[Dataset entries]
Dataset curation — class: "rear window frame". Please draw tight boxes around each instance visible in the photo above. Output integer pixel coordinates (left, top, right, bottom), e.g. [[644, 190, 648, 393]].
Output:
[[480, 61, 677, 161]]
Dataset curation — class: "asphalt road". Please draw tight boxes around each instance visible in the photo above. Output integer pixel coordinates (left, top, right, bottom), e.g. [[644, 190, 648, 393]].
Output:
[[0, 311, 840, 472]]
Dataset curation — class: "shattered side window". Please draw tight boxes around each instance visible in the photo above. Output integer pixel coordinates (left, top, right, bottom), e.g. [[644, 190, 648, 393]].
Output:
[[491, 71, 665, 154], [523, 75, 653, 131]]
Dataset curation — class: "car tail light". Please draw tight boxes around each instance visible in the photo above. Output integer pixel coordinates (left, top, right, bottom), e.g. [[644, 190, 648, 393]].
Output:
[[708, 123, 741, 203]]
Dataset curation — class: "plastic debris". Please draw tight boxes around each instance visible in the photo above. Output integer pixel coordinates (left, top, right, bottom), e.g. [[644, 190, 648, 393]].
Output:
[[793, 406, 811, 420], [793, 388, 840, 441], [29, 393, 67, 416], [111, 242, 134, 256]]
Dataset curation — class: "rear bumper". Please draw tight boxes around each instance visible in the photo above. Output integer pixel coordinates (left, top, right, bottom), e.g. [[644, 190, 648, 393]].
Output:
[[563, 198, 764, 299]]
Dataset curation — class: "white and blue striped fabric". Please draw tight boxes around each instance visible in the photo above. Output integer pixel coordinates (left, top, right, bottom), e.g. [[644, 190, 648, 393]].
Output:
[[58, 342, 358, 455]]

» **GIVEN TASK**:
Rewrite the material from its first line through the line with "[[480, 61, 677, 161]]", putting "back window frame" in place of "rear window frame" and changing nothing else.

» **SOLUTION FOR THIS PROBLEM**:
Dataset curation — class: "back window frame". Please draw tight boxes around each instance visible in the photo above. Output integer pixel coordinates (left, top, right, bottom), e.g. [[644, 190, 648, 393]].
Output:
[[480, 61, 677, 161]]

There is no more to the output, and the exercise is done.